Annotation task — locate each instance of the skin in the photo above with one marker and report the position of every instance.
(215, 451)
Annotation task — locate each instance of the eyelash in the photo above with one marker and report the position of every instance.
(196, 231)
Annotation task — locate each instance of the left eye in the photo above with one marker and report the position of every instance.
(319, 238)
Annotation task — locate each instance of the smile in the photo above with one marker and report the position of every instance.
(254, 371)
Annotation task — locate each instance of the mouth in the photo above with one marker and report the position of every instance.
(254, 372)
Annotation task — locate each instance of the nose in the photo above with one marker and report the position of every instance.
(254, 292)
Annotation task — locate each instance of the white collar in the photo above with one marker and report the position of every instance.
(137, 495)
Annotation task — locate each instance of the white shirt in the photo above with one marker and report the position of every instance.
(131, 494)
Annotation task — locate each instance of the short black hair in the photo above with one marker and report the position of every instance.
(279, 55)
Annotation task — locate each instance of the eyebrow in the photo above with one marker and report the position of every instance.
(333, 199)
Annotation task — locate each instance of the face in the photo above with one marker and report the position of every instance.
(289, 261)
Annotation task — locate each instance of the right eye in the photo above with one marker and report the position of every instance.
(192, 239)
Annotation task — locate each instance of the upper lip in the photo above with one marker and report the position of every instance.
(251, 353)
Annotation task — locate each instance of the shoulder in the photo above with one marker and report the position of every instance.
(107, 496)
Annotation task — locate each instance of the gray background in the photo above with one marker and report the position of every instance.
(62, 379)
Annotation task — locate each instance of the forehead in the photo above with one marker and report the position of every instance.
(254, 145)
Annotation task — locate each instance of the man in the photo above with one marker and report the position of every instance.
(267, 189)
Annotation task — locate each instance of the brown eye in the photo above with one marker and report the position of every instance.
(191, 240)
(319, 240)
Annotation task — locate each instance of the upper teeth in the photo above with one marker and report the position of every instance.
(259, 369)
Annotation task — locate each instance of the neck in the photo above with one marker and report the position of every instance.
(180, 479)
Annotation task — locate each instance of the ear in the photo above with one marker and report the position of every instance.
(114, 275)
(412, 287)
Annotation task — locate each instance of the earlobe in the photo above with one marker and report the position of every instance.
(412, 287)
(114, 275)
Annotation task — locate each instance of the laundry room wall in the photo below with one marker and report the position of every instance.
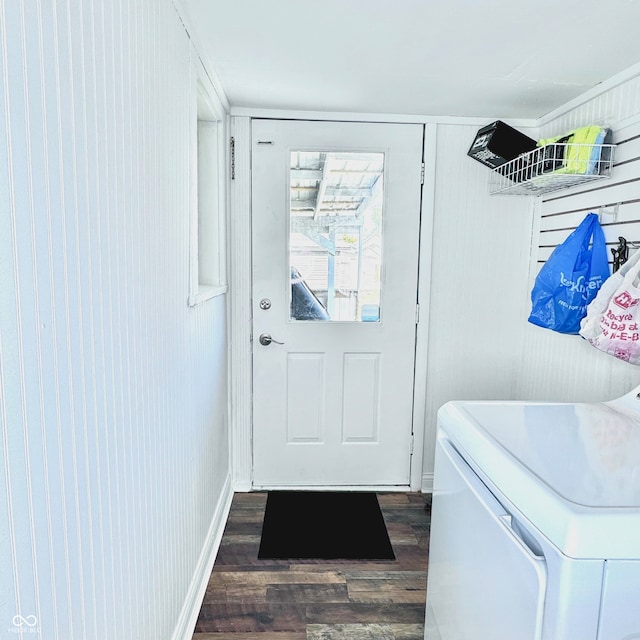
(113, 394)
(480, 264)
(566, 368)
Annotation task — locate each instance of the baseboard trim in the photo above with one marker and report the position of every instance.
(191, 608)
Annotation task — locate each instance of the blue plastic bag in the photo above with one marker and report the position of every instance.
(570, 279)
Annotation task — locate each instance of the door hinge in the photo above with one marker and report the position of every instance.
(232, 156)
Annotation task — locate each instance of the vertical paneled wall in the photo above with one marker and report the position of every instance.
(567, 368)
(479, 269)
(112, 390)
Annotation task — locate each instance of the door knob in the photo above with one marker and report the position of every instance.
(265, 340)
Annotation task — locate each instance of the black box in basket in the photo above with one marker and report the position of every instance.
(498, 143)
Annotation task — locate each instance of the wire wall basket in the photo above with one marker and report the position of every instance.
(552, 167)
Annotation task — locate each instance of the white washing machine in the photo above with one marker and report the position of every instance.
(535, 529)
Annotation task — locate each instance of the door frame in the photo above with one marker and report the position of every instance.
(240, 308)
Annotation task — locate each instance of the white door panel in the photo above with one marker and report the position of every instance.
(333, 404)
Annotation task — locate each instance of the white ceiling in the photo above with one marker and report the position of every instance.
(493, 58)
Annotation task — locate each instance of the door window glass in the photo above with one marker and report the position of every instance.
(335, 235)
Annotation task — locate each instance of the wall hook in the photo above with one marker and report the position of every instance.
(620, 253)
(602, 211)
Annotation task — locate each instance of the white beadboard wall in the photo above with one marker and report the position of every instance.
(114, 477)
(566, 368)
(480, 264)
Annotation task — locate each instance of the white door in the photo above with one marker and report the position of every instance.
(335, 229)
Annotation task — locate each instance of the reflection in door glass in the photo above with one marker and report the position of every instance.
(335, 239)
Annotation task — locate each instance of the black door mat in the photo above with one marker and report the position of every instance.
(324, 525)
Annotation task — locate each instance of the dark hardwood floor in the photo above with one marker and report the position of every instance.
(251, 599)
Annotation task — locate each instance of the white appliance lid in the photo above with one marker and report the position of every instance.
(587, 453)
(573, 470)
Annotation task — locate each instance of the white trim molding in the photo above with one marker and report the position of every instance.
(193, 602)
(240, 306)
(427, 483)
(427, 215)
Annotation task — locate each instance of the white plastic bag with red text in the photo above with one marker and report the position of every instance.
(612, 323)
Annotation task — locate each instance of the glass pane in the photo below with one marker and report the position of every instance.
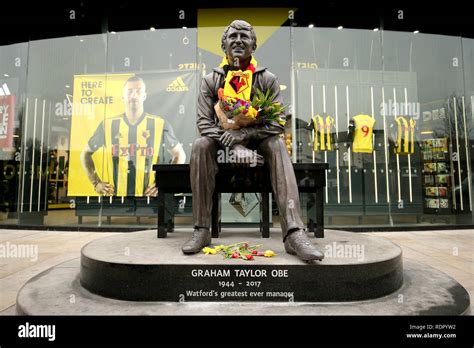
(338, 77)
(424, 86)
(55, 110)
(13, 67)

+---+

• **Given instruction**: Retype all the records shown above, character for character. Omit every picture.

• **Problem solution**:
Annotation task — locate each instance of the skin in the photo above with one marker and report the position of every instance.
(215, 451)
Annotation task — locate each instance of the eyelash in the photo above with one marker and report the position of every instance.
(196, 231)
Annotation task — locate each instance of the left eye in the photo above with one marker and report the position of every instance.
(319, 238)
Annotation task — locate each instance of the smile in the photo above with one marker and report the position of every instance.
(254, 371)
Annotation task — locate each instance of the mouth in the photo above with one marker and report the position of every instance.
(254, 372)
Annotation task — locate each instance of the nose in the photo above with one marker and report the position of every instance.
(254, 292)
Annotation task — locate each instance of the white collar in the photo above with one marker and report the position of every instance.
(137, 495)
Annotation task — locate each instance of the white shirt in the photo above with one marker and report the position of every instance.
(131, 494)
Annotation task — locate each instance of the short black hair in the photo above with one marker and report the position of every instance.
(279, 55)
Annotation task — locate each instance of the eyebrow in the photo above with one marker and report the position of every instance.
(333, 199)
Annotation task — locate each instance of the face in the photo above with one marker and report the position of every instance.
(289, 261)
Annotation task — locate each instance of the right eye in the photo above with one marker and report the position of every instance.
(192, 239)
Annotation task — locate each instance of the upper lip in the photo above with one marker and report the position of every instance.
(251, 353)
Annotation task — locate each instance of the shoulder in the photo above with one marker and report the position of every instance.
(107, 496)
Annotation task — locate each instance of the gray background in the photo above with one marker and report the position of every instance.
(62, 379)
Annotation task — locate each instance of the forehead in the photo above with one marker and report the position of every instance.
(254, 145)
Annotation task — locate each instance of the man in the photo above with one marker and report the position of every instance.
(267, 189)
Annotation task — locate each instance of the brown eye in the photo above with one marker and report the position of every instance.
(191, 240)
(319, 240)
Annotation task — locate each instance of the upper teeth in the photo above with one marker and report the position of every instance.
(259, 369)
Annotation task — locate each instance of the neck in the photo above with one marker and report the position of every instance.
(180, 479)
Annotation task — locate each instance of the ear in the photo above with one marker and report the position of every instance.
(114, 275)
(412, 287)
Annotation task — locate each instance of the earlobe in the photo above with one marker and report the position of every instance.
(412, 287)
(114, 275)
Annotation task — locate each instance of the laundry room wall in the photo below with one marker and report the position of every instance.
(113, 394)
(480, 264)
(566, 368)
Annotation task — locate each instance of the baseboard trim in the photo above with one marker and report the position of every instance.
(191, 608)
Annotation task — locate each instance of the blue plastic bag in the photo above with one marker and report the position of every instance.
(570, 279)
Annotation task — locate each instance of the door hinge in the photo above with one marker and report the position of every instance.
(232, 156)
Annotation task — locate each instance of the vertical paneled wall in the photo above with one marker and report the position of every instance.
(567, 368)
(479, 269)
(112, 390)
Annotation task — locate each instance of the door knob in the photo above with one marker and report the position of every instance.
(265, 340)
Annotation task — locate each instance of the black box in basket in the photo above with one marker and report the position of every instance.
(498, 143)
Annotation task — locate each instance of the wire wall basket in the photo above with one marker and report the position of every instance.
(552, 167)
Annotation task — locate each instance of the white washing machine in the photo above with one marker and report the position of every instance.
(535, 529)
Annotation task — locate each instance of the door frame in the photo above with one marker and report the position of every instance.
(240, 308)
Annotation task — locate each instance of the white door panel in the photo above with one marker and report the position of every instance.
(333, 404)
Annotation task — locate each instance of the white ceiling in the photo above with one marker and report the position of every instance.
(493, 58)
Annotation task — locate each instance of the door window glass in the photo above with one marker and report the position of every instance.
(335, 235)
Annotation task — locate each instance of the wall hook in the photo above with one marker and report the position of every instance.
(620, 253)
(602, 211)
Annotation task — locate each instance of the white beadboard wall in the photo above with one marker and report the position of every instance.
(114, 477)
(566, 368)
(480, 264)
Annotation task — locate each instance of the white door in the photo above with one marker and report the position of every instance.
(335, 229)
Annotation task — locate each instance of the reflection in door glass in the photo above with one marker and report the position of every instance.
(335, 239)
Annotation task — locate each instance of the black door mat in the photo above with one marker and report the position of every instance.
(324, 525)
Annotation task — locate each instance of the dark hardwood floor in the photo above with one marker and report the position of every instance.
(251, 599)
Annotation task — locate each instance of the white appliance lid in the photo above with one marker and report the position of every instance.
(587, 453)
(573, 470)
Annotation task — locate each instance of the white trim molding in the photo above with one marker and report the position of every instance.
(193, 602)
(240, 306)
(427, 483)
(427, 215)
Annotation task — locate each instance of the white plastic bag with red text in the photo above with one marker and report the position of every instance.
(612, 323)
Annotation task — locate each instance of the glass pane in the photo below with one marker and report the position of every instance.
(338, 77)
(424, 86)
(55, 110)
(13, 67)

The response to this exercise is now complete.